Work item: Whenever a line in this data holds the word "wooden", report that line in full.

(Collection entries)
►

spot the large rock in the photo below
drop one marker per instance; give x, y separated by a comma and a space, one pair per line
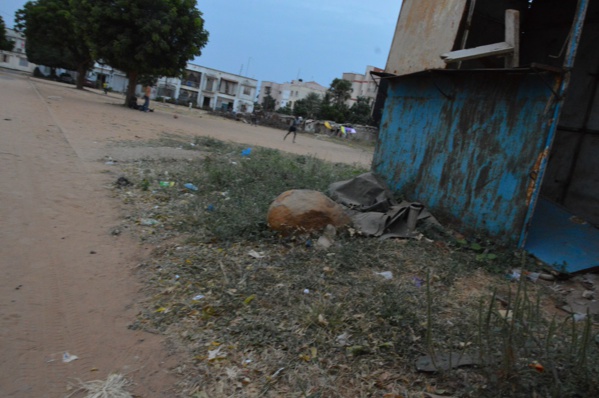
305, 210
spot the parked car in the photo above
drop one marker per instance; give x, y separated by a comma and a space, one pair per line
89, 83
66, 78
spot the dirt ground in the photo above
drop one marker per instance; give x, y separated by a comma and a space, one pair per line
67, 283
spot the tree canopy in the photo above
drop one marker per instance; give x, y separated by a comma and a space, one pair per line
142, 37
50, 31
5, 44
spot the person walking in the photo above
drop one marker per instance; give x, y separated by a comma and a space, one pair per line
293, 127
147, 92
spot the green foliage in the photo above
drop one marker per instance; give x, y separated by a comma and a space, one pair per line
52, 38
268, 103
140, 37
5, 44
340, 91
360, 111
308, 107
286, 110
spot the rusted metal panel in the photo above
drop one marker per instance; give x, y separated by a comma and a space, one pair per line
424, 31
466, 145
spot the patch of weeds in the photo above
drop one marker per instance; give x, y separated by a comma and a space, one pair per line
343, 322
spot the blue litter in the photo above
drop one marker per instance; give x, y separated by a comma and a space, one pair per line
191, 187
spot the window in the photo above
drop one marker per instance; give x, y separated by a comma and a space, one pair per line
210, 83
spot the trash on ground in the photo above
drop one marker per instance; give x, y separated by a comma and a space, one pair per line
304, 210
66, 357
123, 182
256, 254
445, 361
113, 387
385, 274
374, 211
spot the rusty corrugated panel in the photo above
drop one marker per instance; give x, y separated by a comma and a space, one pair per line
425, 30
465, 144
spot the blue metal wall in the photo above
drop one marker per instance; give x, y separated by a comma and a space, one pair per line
464, 143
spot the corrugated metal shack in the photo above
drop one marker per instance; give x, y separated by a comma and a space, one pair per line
492, 120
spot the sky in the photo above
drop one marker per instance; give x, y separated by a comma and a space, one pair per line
283, 40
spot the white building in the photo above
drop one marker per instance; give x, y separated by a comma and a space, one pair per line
363, 85
210, 89
16, 59
289, 93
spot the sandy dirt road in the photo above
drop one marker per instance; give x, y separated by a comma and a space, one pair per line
67, 284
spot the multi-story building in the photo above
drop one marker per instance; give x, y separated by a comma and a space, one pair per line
210, 88
16, 59
289, 93
365, 85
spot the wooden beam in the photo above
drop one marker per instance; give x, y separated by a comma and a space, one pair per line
512, 37
489, 50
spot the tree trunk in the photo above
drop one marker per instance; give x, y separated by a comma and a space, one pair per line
132, 77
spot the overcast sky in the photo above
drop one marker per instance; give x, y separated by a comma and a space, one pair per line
282, 40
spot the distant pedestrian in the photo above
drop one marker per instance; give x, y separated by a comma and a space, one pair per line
147, 92
293, 128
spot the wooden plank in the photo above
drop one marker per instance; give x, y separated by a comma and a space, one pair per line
424, 30
512, 37
489, 50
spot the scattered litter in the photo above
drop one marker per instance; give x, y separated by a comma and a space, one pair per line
249, 299
385, 274
588, 294
256, 254
190, 186
123, 182
215, 354
445, 361
343, 339
113, 387
66, 357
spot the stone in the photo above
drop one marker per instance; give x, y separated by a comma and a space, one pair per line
304, 210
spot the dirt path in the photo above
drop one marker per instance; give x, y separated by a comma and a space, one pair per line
67, 284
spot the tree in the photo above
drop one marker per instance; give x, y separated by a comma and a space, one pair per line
268, 103
340, 91
52, 40
331, 109
308, 107
5, 43
360, 112
142, 37
286, 110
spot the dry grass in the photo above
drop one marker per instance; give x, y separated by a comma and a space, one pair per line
305, 322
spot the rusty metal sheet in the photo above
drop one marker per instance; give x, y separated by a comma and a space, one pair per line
466, 145
425, 30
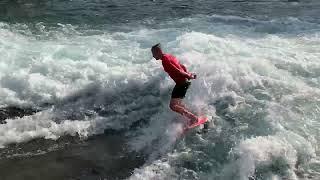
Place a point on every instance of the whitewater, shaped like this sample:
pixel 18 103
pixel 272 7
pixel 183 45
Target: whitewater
pixel 258 80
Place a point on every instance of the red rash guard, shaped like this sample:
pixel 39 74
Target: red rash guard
pixel 176 71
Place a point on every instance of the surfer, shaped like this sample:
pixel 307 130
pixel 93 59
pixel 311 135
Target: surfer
pixel 178 72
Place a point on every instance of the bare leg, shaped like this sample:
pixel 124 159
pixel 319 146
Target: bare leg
pixel 177 106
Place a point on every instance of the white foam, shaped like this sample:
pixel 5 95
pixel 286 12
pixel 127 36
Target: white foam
pixel 39 125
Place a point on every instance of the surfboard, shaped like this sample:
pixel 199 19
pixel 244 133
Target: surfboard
pixel 201 120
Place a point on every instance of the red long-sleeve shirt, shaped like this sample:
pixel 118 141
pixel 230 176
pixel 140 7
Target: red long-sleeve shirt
pixel 176 71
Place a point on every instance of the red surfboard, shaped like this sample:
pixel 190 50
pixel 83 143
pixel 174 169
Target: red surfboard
pixel 201 120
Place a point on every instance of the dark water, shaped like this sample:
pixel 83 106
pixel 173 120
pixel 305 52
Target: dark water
pixel 102 12
pixel 80 98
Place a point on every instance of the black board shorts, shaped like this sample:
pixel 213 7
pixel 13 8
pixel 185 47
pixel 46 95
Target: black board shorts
pixel 180 90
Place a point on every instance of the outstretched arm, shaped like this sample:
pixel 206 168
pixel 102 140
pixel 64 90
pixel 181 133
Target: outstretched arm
pixel 184 74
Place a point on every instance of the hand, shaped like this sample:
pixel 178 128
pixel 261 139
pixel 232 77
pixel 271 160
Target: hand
pixel 193 76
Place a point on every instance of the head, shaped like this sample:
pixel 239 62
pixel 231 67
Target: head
pixel 157 51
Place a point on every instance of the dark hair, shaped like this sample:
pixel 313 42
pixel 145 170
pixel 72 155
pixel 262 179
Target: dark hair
pixel 157 46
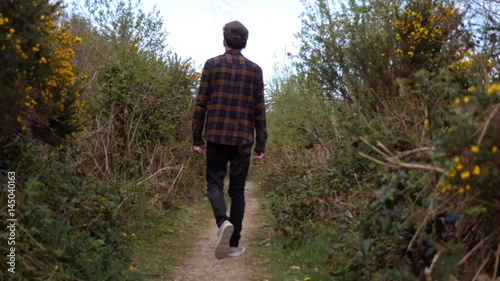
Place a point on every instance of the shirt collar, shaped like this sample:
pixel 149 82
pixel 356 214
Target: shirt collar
pixel 233 52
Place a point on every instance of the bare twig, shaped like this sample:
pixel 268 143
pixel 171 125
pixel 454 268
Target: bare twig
pixel 393 161
pixel 478 245
pixel 175 180
pixel 160 170
pixel 377 161
pixel 487 124
pixel 497 262
pixel 428 270
pixel 481 268
pixel 409 152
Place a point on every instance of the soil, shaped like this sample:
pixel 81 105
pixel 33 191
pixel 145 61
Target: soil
pixel 201 264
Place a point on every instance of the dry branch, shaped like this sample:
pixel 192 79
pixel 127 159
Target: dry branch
pixel 393 160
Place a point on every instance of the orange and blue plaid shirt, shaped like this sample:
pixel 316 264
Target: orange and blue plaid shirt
pixel 230 104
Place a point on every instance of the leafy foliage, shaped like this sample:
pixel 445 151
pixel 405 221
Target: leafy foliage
pixel 40 90
pixel 407 158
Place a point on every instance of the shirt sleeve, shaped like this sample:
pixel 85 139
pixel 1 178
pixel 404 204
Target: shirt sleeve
pixel 260 113
pixel 200 108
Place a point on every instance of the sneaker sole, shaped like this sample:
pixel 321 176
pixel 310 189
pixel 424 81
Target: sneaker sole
pixel 237 254
pixel 222 248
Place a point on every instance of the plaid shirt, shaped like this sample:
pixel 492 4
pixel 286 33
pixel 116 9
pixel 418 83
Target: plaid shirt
pixel 231 97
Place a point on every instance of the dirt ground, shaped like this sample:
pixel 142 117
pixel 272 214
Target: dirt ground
pixel 201 264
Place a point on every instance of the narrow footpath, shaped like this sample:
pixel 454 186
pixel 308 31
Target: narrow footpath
pixel 201 265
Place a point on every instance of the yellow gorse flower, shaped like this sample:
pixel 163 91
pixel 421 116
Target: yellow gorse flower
pixel 474 149
pixel 495 87
pixel 465 175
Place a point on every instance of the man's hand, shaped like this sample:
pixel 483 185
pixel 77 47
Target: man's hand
pixel 258 157
pixel 200 149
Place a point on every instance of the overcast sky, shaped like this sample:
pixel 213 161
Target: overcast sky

◄

Result of the task:
spot the wooden beam in the photo above
spot the wooden plank in the photo above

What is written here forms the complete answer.